EXERCISE
Output the records below in full, word for word; pictures do not belong in it.

Content starts

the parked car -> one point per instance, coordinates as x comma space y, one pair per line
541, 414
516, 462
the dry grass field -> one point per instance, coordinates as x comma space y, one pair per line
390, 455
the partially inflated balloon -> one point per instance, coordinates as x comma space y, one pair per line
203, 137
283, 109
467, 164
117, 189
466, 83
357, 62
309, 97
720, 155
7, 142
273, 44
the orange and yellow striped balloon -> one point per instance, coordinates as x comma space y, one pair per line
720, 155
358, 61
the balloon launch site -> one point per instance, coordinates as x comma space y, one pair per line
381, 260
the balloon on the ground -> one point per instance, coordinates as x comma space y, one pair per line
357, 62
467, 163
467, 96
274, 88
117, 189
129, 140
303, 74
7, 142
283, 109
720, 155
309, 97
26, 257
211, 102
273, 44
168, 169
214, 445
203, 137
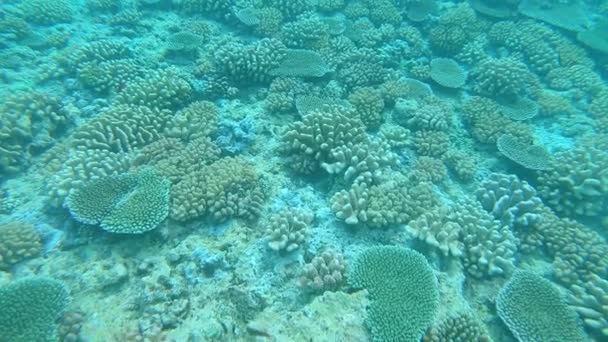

Content ends

TASK RESULT
the parked car -> one point per instance, coordinates as x comma space y, one pair per line
541, 414
516, 462
the dry grass field -> one point per instance, coordinates as x comma space y, one pair per line
390, 455
the partially inflated balloon -> one point per instance, coordinates as x comma space y, one pair per line
203, 137
283, 109
467, 164
117, 189
466, 83
357, 62
309, 97
720, 155
7, 142
273, 44
the orange and yellow striped balloon -> one point per instance, coordinates as x comma space y, one pair per line
720, 155
358, 61
the balloon launch site -> one point per instance, coordinates as x comma space y, one pair per line
381, 260
the balloon on the ground -> one point per instance, coordinates as x comma space y, one pair per line
357, 62
467, 163
467, 96
274, 88
117, 189
129, 140
303, 74
7, 142
283, 109
720, 155
309, 97
26, 257
211, 102
273, 44
168, 169
214, 445
203, 137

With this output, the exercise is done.